## Source
BEGIN

BTW Ground lip Mason jars were blown in semi-automatic bottle-making machines. No gaffer was involved.
Before this thread fades too far from currency, we need to set this story aright. I had hoped that someone would point out the irony within my post above. There WAS a gaffer involved with ground-lip canning jars, at least those made before the 1890s.

Here is a distillation of the murky presentation of facts from the Historic Bottles website:


As noted, the ground finish was more a method of finishing than a type of finish, since the functional parts of the finish were fully mold formed and not tooled to shape. Once the bottle or jar is removed from the blowpipe and usually annealed, the rough top surface of the finish (i.e. the rim) was ground down flat to facilitate closure sealing or simply to "finish" the jar.

END

## Given entries

BEGIN

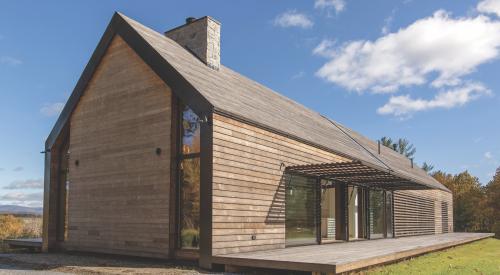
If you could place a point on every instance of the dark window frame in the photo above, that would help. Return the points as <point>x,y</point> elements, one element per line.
<point>179,159</point>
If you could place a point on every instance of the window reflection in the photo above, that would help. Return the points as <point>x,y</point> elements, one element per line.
<point>189,180</point>
<point>191,132</point>
<point>376,214</point>
<point>300,213</point>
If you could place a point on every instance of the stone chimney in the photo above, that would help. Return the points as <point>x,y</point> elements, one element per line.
<point>200,36</point>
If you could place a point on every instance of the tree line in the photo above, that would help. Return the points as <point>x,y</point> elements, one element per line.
<point>476,207</point>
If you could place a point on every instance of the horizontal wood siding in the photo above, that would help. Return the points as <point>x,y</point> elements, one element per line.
<point>119,191</point>
<point>419,212</point>
<point>248,187</point>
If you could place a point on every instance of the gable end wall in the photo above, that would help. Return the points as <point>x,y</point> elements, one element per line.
<point>119,192</point>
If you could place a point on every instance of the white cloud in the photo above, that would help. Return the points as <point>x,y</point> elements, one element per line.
<point>293,18</point>
<point>404,106</point>
<point>325,48</point>
<point>448,47</point>
<point>488,155</point>
<point>52,109</point>
<point>298,75</point>
<point>9,60</point>
<point>25,184</point>
<point>489,6</point>
<point>337,5</point>
<point>388,22</point>
<point>22,198</point>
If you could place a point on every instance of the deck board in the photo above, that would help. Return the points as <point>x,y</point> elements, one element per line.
<point>342,257</point>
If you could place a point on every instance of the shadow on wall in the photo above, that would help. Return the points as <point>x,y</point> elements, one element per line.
<point>276,213</point>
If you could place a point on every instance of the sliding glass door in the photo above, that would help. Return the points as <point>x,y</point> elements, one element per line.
<point>328,221</point>
<point>380,214</point>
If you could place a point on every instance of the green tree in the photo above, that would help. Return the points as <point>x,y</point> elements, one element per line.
<point>427,167</point>
<point>402,146</point>
<point>468,200</point>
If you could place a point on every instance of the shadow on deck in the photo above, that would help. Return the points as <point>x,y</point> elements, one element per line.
<point>344,257</point>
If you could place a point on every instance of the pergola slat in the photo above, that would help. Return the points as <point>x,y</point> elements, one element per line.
<point>356,173</point>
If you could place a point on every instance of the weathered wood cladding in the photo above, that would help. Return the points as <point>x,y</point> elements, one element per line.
<point>248,164</point>
<point>248,187</point>
<point>119,191</point>
<point>419,212</point>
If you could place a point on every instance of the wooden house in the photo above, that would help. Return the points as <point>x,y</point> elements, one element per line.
<point>163,152</point>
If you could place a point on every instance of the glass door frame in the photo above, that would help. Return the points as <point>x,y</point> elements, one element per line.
<point>342,215</point>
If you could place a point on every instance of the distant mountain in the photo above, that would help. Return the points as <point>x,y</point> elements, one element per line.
<point>16,209</point>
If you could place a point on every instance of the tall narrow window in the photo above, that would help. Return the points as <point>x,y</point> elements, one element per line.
<point>189,180</point>
<point>63,190</point>
<point>300,210</point>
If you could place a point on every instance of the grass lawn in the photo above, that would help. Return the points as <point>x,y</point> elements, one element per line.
<point>481,257</point>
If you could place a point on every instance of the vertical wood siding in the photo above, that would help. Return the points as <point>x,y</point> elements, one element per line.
<point>119,192</point>
<point>419,212</point>
<point>248,184</point>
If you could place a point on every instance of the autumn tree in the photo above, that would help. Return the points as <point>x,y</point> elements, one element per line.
<point>10,227</point>
<point>468,196</point>
<point>493,204</point>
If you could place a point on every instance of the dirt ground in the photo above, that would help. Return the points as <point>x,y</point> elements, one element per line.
<point>81,263</point>
<point>93,264</point>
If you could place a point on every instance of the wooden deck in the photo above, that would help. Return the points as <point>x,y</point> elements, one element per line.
<point>349,256</point>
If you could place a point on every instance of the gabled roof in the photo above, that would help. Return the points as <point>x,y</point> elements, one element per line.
<point>227,92</point>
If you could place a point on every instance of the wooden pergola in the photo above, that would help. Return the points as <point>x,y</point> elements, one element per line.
<point>357,173</point>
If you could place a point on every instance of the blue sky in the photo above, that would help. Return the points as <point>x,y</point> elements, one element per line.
<point>423,70</point>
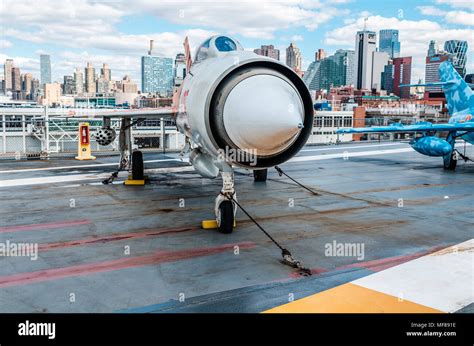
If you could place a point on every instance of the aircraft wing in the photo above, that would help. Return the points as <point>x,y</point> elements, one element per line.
<point>469,127</point>
<point>154,113</point>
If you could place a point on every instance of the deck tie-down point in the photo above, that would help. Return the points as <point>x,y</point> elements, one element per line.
<point>287,257</point>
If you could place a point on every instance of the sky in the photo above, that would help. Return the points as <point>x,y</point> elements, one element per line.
<point>117,32</point>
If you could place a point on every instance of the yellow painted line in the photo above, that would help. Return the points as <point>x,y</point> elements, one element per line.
<point>351,298</point>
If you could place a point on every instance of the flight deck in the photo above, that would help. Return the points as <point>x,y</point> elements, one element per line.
<point>117,248</point>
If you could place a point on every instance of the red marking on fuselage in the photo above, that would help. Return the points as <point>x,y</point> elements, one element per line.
<point>43,226</point>
<point>122,263</point>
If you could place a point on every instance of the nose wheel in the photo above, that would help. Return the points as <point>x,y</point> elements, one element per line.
<point>225,208</point>
<point>260,175</point>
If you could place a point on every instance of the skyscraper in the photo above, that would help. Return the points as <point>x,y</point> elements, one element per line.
<point>128,86</point>
<point>458,50</point>
<point>379,60</point>
<point>90,78</point>
<point>45,68</point>
<point>102,85</point>
<point>106,72</point>
<point>312,76</point>
<point>179,69</point>
<point>320,54</point>
<point>27,86</point>
<point>157,75</point>
<point>432,74</point>
<point>268,50</point>
<point>293,57</point>
<point>401,75</point>
<point>337,70</point>
<point>388,42</point>
<point>365,44</point>
<point>16,83</point>
<point>78,81</point>
<point>387,77</point>
<point>433,48</point>
<point>8,75</point>
<point>69,85</point>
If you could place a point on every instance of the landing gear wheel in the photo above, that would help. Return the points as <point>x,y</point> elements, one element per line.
<point>450,162</point>
<point>260,175</point>
<point>226,217</point>
<point>137,165</point>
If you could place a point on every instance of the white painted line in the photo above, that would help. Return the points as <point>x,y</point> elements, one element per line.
<point>81,177</point>
<point>443,280</point>
<point>337,147</point>
<point>78,166</point>
<point>51,179</point>
<point>349,154</point>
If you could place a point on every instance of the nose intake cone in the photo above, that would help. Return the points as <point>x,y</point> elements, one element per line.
<point>263,113</point>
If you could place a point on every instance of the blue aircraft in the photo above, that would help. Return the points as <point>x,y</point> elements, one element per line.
<point>460,99</point>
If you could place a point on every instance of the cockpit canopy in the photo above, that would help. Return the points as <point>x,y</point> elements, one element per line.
<point>215,45</point>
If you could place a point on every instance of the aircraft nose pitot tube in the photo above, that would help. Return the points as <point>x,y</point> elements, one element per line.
<point>105,135</point>
<point>431,146</point>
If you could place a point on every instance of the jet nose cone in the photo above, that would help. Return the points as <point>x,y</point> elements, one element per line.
<point>263,113</point>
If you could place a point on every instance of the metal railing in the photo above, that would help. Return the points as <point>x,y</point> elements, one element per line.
<point>28,137</point>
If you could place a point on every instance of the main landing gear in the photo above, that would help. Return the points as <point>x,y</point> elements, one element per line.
<point>260,175</point>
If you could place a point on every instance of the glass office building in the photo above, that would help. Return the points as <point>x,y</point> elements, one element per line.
<point>458,51</point>
<point>45,69</point>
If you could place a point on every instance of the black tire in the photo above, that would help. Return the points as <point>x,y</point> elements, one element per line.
<point>449,163</point>
<point>260,175</point>
<point>226,209</point>
<point>137,165</point>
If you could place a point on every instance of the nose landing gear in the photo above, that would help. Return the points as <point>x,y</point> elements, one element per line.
<point>225,209</point>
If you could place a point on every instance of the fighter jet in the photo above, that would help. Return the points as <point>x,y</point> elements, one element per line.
<point>460,103</point>
<point>236,109</point>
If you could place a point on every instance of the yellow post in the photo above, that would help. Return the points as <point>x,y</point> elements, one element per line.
<point>84,144</point>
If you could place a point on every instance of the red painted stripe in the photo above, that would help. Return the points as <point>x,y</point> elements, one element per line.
<point>41,226</point>
<point>314,271</point>
<point>113,237</point>
<point>129,262</point>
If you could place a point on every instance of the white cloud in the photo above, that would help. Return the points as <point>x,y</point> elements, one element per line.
<point>4,44</point>
<point>431,11</point>
<point>414,37</point>
<point>457,3</point>
<point>84,26</point>
<point>460,17</point>
<point>256,19</point>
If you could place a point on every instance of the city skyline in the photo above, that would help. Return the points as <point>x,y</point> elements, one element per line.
<point>123,36</point>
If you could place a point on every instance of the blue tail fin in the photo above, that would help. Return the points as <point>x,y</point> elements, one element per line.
<point>459,95</point>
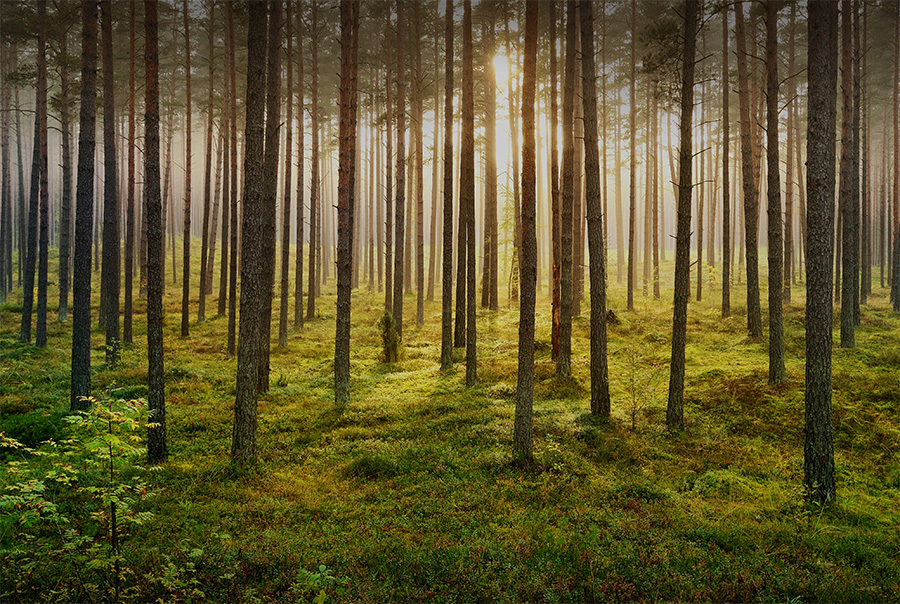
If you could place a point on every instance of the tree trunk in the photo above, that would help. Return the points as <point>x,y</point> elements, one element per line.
<point>751,193</point>
<point>286,203</point>
<point>773,172</point>
<point>346,190</point>
<point>270,191</point>
<point>523,446</point>
<point>207,174</point>
<point>84,210</point>
<point>243,442</point>
<point>726,175</point>
<point>675,407</point>
<point>400,206</point>
<point>822,72</point>
<point>447,252</point>
<point>157,451</point>
<point>186,253</point>
<point>632,189</point>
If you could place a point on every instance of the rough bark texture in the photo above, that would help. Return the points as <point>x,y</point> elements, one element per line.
<point>157,451</point>
<point>751,191</point>
<point>447,252</point>
<point>773,192</point>
<point>822,70</point>
<point>400,206</point>
<point>243,442</point>
<point>564,359</point>
<point>675,407</point>
<point>600,404</point>
<point>523,446</point>
<point>84,211</point>
<point>111,251</point>
<point>346,190</point>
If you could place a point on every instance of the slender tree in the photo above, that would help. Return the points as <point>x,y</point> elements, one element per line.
<point>243,440</point>
<point>675,408</point>
<point>84,209</point>
<point>346,191</point>
<point>523,445</point>
<point>157,450</point>
<point>447,252</point>
<point>822,70</point>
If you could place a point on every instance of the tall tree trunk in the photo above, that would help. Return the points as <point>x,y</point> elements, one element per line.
<point>726,174</point>
<point>447,252</point>
<point>84,210</point>
<point>286,203</point>
<point>40,338</point>
<point>751,193</point>
<point>420,161</point>
<point>188,158</point>
<point>555,212</point>
<point>129,212</point>
<point>845,201</point>
<point>632,189</point>
<point>232,158</point>
<point>314,240</point>
<point>564,359</point>
<point>65,231</point>
<point>270,191</point>
<point>243,441</point>
<point>346,190</point>
<point>773,172</point>
<point>301,118</point>
<point>207,173</point>
<point>523,446</point>
<point>400,206</point>
<point>822,71</point>
<point>675,407</point>
<point>600,403</point>
<point>157,451</point>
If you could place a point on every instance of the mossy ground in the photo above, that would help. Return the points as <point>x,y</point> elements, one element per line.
<point>409,492</point>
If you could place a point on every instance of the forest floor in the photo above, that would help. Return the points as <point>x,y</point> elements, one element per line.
<point>409,492</point>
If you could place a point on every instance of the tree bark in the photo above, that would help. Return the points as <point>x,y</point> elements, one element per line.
<point>675,407</point>
<point>157,450</point>
<point>822,72</point>
<point>523,446</point>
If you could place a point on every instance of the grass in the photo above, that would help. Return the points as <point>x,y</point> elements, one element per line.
<point>410,493</point>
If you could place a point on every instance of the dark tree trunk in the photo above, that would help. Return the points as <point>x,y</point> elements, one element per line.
<point>129,213</point>
<point>232,153</point>
<point>467,190</point>
<point>111,256</point>
<point>675,408</point>
<point>286,203</point>
<point>314,239</point>
<point>822,72</point>
<point>346,191</point>
<point>447,251</point>
<point>84,210</point>
<point>157,451</point>
<point>564,359</point>
<point>270,191</point>
<point>207,173</point>
<point>188,159</point>
<point>751,192</point>
<point>726,175</point>
<point>632,189</point>
<point>65,231</point>
<point>298,269</point>
<point>523,445</point>
<point>399,218</point>
<point>600,404</point>
<point>773,193</point>
<point>40,338</point>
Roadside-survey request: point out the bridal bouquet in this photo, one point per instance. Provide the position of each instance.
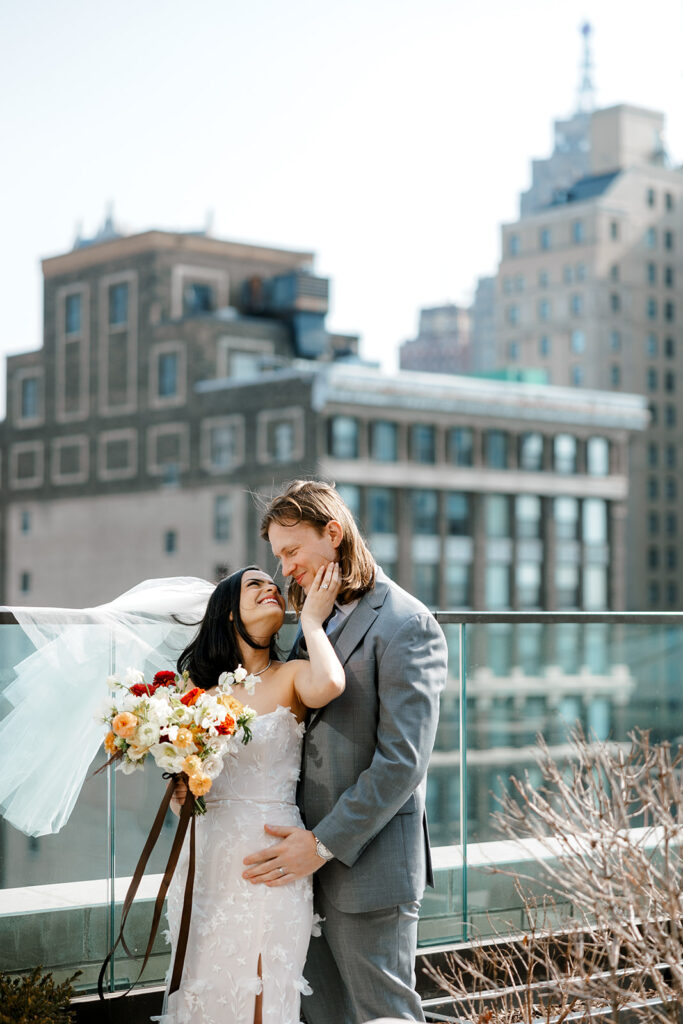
(182, 729)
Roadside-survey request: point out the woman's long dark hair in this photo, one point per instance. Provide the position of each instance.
(215, 648)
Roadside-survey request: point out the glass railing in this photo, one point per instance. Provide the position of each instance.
(512, 677)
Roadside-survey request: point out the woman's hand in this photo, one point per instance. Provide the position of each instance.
(179, 795)
(322, 594)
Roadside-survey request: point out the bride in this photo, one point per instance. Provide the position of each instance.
(248, 943)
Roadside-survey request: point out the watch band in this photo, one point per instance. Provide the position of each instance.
(322, 850)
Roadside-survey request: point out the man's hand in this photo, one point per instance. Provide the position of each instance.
(294, 858)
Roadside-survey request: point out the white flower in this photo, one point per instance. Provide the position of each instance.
(133, 676)
(147, 733)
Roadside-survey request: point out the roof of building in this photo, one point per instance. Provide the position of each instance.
(589, 187)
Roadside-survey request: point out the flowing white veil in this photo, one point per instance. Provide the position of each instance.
(51, 734)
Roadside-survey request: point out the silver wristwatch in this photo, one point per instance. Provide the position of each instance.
(322, 850)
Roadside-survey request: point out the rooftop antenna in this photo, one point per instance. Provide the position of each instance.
(586, 103)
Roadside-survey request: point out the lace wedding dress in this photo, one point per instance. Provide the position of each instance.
(236, 924)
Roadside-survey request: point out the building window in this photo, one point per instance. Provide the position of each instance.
(381, 510)
(457, 514)
(496, 449)
(565, 515)
(73, 314)
(497, 516)
(594, 520)
(425, 513)
(423, 442)
(458, 585)
(461, 445)
(527, 582)
(344, 437)
(527, 516)
(198, 298)
(564, 454)
(597, 457)
(224, 445)
(119, 304)
(167, 375)
(566, 586)
(222, 517)
(384, 441)
(530, 452)
(29, 409)
(578, 342)
(497, 584)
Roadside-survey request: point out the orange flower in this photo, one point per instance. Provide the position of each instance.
(191, 696)
(191, 765)
(110, 743)
(199, 784)
(183, 739)
(124, 724)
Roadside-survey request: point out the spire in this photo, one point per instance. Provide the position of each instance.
(586, 95)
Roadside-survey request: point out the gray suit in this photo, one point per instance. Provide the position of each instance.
(363, 793)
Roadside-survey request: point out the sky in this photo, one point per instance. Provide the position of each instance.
(390, 137)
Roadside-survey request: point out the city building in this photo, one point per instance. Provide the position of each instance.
(443, 344)
(589, 290)
(182, 377)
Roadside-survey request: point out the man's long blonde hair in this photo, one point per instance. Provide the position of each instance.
(316, 504)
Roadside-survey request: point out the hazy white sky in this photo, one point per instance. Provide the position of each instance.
(391, 137)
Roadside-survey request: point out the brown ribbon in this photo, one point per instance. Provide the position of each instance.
(186, 818)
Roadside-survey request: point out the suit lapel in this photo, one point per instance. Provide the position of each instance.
(350, 632)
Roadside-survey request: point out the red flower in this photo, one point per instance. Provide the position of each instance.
(191, 696)
(143, 689)
(165, 678)
(226, 727)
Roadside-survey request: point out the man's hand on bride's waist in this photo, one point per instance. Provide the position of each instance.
(294, 858)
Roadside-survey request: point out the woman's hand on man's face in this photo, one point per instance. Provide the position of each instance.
(322, 594)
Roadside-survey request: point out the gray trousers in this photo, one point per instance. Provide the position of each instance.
(363, 966)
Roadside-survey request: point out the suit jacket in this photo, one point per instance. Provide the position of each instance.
(366, 754)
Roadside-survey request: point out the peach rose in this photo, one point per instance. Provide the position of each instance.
(110, 743)
(191, 765)
(183, 739)
(124, 724)
(199, 784)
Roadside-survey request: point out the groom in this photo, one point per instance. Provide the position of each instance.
(363, 780)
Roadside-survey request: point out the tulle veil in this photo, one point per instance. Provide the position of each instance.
(51, 733)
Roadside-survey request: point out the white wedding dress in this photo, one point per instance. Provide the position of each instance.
(235, 923)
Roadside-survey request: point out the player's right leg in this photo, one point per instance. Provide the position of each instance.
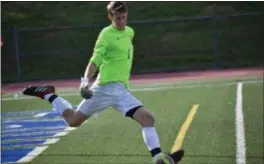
(72, 117)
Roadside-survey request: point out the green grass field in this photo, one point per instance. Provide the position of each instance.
(110, 138)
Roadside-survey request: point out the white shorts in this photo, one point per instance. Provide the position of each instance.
(110, 95)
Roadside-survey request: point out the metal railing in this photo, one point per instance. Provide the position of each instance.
(171, 44)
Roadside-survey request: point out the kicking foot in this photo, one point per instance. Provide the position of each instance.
(177, 155)
(172, 158)
(39, 91)
(162, 159)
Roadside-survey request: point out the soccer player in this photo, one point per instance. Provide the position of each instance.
(113, 55)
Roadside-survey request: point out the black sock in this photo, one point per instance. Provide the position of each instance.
(155, 151)
(52, 98)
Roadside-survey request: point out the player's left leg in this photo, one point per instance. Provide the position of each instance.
(133, 108)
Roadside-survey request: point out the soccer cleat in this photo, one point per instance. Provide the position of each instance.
(177, 155)
(172, 158)
(162, 159)
(39, 91)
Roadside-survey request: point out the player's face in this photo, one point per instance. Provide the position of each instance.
(119, 20)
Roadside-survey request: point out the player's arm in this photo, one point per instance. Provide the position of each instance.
(96, 59)
(93, 65)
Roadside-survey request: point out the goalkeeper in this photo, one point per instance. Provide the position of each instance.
(113, 56)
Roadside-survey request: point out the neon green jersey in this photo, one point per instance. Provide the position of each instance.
(113, 55)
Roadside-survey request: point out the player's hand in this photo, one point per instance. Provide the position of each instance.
(85, 89)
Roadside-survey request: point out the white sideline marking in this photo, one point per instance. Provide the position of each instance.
(41, 114)
(240, 132)
(14, 126)
(31, 155)
(39, 149)
(150, 88)
(51, 141)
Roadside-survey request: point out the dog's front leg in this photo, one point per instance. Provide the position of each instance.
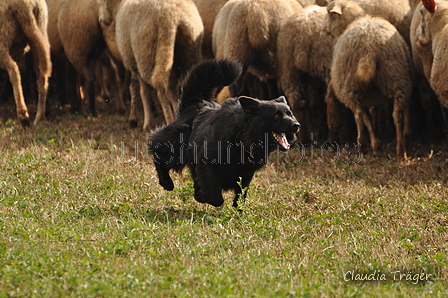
(241, 189)
(209, 181)
(164, 176)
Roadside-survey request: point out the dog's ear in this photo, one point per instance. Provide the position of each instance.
(281, 99)
(249, 104)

END

## Stated task
Carry on the forum post about ground-lip Mason jars, picking up after its final sentence and keeping the material out of it.

## Written answer
Along with fire polishing, the grinding down of the cracked-off (or burst-off blow over) top surface of the lip or rim was one of the simplest methods for "finishing" a bottle since the functional parts of this finish were fully mold formed and not tooled to shape. Once removed from the blowpipe and annealed, the rough rim was ground down flat to "finish" the bottle and sometimes to facilitate closure sealing. The ground finish pictured to the left is on a Lightning fruit jar which dates from between 1882 and the early 1900s

Parison - An inflated gather of glass which is not yet the finished bottle. The term is applicable to both mouth blown and machine-made bottles. With mouth-blown bottles, a parison is the early expansion of the gather (gob) of glass which is then placed in the mold for final expansion to the mold induced form.

With machine-made bottles the gob of glass is sucked (Owens Automatic Bottle Machine), placed, or dropped (other semi and fully automated machines) into the parison mold which forms the parison. In the machine process, a parison is a preliminary bottle shape with a fully formed finish and a partially formed body. The parison is then automatically transferred from the parison mold to a separate blow mold for final blowing/shaping of the bottle body.

Parison mold - Also known as the blank mold, a block mold (on a press-and-blow machine), or on an Owens Automatic Bottle Machine it is sometimes called a measuring mold). This is the preliminary bottle forming mold on all automatic bottle machines which transforms a gob of glass into a preliminary bottle shape with a fully formed finish (lip) and a partially formed body.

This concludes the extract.